- **GOAL OF THE EXERCISE**:
List every line in the items below that contains the string "partial", including lines where it appears only as part of a longer word.

(Saved entries)
— start —
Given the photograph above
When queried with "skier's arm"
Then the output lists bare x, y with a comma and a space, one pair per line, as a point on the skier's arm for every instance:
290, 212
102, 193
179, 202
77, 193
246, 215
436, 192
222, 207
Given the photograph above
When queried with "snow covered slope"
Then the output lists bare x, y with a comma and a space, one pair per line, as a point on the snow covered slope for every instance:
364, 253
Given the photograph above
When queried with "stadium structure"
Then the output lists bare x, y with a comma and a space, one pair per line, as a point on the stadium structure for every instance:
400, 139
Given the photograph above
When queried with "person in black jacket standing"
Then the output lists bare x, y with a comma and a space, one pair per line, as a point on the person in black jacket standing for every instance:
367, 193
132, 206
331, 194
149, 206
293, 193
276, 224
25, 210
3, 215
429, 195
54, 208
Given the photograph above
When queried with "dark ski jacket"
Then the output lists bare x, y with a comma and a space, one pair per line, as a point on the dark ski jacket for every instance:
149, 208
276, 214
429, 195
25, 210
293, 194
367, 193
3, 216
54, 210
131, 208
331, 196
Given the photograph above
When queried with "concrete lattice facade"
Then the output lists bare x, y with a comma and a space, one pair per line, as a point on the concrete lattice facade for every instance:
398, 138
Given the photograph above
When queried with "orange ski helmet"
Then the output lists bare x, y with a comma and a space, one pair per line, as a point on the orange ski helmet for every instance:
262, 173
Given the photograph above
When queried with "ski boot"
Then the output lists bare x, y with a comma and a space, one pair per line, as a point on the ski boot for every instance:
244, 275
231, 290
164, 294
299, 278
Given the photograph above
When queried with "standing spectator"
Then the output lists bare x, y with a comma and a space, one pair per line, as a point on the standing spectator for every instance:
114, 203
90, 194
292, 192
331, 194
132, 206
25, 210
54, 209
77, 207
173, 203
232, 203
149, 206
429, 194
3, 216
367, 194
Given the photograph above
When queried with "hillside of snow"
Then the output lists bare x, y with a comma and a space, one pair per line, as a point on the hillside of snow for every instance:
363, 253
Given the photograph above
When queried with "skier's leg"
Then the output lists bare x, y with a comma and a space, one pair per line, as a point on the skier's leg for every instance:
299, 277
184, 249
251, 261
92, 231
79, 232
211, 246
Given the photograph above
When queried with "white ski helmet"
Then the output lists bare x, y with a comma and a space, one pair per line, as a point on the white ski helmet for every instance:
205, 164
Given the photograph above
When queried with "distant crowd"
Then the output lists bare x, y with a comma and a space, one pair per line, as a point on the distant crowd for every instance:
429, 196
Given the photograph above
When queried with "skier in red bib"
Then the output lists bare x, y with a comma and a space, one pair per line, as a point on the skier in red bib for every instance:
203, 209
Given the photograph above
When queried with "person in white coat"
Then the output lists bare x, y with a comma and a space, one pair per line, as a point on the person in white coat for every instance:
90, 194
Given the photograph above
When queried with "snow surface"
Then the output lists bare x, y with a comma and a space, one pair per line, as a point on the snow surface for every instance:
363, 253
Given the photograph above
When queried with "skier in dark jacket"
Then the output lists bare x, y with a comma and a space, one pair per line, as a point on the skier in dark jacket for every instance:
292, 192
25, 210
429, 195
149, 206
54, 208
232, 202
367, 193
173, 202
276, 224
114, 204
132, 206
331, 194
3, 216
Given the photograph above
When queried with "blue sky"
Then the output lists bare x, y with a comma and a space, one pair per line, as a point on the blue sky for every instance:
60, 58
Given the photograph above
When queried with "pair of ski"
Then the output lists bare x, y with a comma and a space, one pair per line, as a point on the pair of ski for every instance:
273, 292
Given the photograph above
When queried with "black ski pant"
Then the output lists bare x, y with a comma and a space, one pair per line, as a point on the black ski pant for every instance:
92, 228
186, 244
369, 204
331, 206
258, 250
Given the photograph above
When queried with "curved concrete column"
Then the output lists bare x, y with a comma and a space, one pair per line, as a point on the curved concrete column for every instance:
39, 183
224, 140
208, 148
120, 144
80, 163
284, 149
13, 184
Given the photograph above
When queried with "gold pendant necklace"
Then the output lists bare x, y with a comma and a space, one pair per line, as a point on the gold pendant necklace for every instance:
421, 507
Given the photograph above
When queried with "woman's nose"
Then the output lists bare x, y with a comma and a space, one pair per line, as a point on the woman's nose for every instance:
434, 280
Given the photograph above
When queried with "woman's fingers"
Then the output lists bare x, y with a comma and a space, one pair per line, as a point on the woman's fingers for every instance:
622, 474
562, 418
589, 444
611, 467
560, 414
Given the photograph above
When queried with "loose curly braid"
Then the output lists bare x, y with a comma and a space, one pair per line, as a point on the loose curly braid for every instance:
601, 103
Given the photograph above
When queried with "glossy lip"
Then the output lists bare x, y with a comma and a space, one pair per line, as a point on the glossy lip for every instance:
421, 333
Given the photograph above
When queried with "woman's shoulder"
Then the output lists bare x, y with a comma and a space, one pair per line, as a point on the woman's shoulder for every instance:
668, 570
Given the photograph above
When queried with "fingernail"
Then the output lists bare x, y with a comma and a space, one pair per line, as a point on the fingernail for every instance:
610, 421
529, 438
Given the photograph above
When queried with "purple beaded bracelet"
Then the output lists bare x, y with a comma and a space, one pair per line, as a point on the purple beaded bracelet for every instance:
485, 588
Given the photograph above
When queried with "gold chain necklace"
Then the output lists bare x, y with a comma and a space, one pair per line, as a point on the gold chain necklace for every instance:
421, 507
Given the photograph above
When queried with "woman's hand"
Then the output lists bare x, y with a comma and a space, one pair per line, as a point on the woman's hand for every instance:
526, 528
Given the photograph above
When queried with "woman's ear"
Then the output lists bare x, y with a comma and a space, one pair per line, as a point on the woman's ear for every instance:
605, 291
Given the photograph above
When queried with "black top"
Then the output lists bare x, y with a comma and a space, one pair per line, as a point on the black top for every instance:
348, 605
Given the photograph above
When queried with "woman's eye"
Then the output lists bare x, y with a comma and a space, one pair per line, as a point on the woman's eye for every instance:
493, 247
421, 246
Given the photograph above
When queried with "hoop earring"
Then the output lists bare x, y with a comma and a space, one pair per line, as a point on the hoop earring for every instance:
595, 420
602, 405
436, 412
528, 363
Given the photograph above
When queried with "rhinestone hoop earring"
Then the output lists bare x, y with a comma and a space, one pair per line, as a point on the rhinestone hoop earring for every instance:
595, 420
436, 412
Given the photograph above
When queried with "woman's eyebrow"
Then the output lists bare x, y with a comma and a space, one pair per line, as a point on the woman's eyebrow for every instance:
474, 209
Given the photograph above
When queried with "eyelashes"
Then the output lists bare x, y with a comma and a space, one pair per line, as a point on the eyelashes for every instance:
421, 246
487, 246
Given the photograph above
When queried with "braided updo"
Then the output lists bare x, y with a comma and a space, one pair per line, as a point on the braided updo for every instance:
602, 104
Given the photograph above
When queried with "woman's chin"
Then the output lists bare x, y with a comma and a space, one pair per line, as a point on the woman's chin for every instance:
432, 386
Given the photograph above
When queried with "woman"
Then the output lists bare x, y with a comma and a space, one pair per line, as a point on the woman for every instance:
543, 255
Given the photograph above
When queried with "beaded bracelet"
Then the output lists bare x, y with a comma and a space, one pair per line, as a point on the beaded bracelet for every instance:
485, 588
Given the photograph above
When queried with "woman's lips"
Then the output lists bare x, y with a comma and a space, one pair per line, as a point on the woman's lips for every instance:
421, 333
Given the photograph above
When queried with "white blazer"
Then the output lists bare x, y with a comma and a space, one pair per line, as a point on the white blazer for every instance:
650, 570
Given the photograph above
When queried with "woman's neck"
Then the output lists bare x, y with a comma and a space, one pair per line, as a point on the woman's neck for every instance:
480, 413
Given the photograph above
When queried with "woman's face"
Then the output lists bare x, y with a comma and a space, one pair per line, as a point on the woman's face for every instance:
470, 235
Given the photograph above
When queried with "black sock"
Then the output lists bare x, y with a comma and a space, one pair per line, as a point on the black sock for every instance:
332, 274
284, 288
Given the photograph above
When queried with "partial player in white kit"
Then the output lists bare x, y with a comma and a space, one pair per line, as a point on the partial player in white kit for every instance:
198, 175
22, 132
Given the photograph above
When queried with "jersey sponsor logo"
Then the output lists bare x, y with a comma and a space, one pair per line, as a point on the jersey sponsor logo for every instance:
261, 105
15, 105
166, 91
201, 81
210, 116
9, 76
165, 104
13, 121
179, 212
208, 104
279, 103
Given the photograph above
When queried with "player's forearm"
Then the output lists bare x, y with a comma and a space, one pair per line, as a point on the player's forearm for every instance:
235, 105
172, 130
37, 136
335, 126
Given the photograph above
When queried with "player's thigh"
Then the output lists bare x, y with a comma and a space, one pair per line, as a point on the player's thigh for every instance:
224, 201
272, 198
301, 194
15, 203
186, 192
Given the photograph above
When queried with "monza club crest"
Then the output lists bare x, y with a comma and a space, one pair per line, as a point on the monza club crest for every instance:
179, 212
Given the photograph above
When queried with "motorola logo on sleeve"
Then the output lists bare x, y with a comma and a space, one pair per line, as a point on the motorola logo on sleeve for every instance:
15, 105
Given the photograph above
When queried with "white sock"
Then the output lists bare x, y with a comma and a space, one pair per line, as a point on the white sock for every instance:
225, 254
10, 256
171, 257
— end —
- **RESPONSE TO THE EXERCISE**:
When queried with "partial player in white kit"
Then the output lists bare x, y with a comma and a space, one pair per line, as a point on the partial player in white kit for every instance:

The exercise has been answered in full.